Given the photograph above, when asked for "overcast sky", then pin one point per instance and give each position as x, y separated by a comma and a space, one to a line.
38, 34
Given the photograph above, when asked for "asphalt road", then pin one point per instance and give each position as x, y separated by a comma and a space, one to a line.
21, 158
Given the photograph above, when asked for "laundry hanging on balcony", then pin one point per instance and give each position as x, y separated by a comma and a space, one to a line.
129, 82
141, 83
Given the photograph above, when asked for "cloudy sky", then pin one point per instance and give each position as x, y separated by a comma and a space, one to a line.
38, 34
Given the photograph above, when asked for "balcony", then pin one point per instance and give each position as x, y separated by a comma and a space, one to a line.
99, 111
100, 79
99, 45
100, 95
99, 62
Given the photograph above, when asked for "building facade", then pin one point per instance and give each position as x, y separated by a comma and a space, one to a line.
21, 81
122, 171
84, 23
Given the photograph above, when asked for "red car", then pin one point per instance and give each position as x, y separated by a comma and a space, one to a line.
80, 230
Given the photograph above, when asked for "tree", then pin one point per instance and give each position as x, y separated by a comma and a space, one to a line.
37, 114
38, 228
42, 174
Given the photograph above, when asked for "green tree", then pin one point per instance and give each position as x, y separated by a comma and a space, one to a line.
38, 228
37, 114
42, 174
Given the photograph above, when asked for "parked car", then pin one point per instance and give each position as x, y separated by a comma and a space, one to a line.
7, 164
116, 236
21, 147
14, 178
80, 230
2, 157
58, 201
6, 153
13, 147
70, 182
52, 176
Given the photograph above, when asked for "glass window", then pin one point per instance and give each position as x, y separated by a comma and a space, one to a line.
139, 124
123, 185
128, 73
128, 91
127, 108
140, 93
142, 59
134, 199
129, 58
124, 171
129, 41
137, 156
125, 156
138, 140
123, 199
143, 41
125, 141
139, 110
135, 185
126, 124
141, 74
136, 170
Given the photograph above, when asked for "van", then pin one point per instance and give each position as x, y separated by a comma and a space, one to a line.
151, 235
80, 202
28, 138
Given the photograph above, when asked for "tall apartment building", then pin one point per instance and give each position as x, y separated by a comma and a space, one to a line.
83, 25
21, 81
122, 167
__________
Exercise description.
Every one of the entries must be printed exactly.

Result of this exercise.
Given the photograph above, when asked for "overcast sky", then pin one point per instance and give each position as x, y separated by a comma and a space, one to a line.
38, 34
Given the photograph above, when asked for "asphalt road", then pin one point per instance and give each position as x, y separated by a comma and a space, one to a line.
21, 158
Given the photograph above, when asked for "laundry hanging on balcony", then pin one point per instance and give each position as x, y separated by a comma and a space, one to a line.
129, 82
141, 83
Given the photograph above, when asked for "cloudy sky", then pin one point per instance and give each position as x, y separated by a comma and a space, one to a line.
38, 34
Given the photograph above, when asked for "balcony", then pin one point per instance and give each position as x, y separated by a comma and a space, one to a line.
99, 111
100, 79
99, 45
100, 95
99, 62
Given the photograph above, when asked for "building facade", then pin one point per instance and give each position as x, y separated by a comma and a space, one to a line.
21, 81
122, 171
84, 23
Given the photograph above, when asked for "red car", then pin one point per instance and give each position as x, y separated by a comma and a space, one to a line.
80, 230
Given the photograph above, when asked for "tree", then pin one point per instance and give each position as x, y separated by a comma and a space, one to a line.
37, 114
38, 228
42, 174
Given the photograph above, when asked for "green tree", then pin one point per instance and give each position as x, y separated by a comma and a space, one to a line.
38, 228
37, 114
42, 174
Given the photograph above, when asked for "parked car", then pin one point per instance and give each position as x, y separated by a comma and a space, one to a line.
7, 164
116, 236
21, 147
14, 178
80, 230
2, 157
58, 201
6, 153
13, 147
70, 182
52, 176
Given the photograph above, when asked for "glass window", then pin one point per instance and give each position as x, y separated by a comma and a space, one to a line.
139, 124
123, 185
128, 73
128, 91
127, 108
140, 93
142, 59
134, 199
129, 58
124, 171
129, 41
137, 156
125, 156
138, 140
123, 199
143, 41
125, 141
139, 110
135, 185
126, 124
141, 74
136, 170
Given the photograph above, when asked for "van", then pin one point per instance and give each position as x, y separated by a comma and a space, one to a line.
151, 235
80, 202
28, 138
Given the photograph above, when asked for "tall apartment building", then pin one point per instance and give each position as x, y separated by a comma and a space, one to a line.
83, 25
21, 81
122, 167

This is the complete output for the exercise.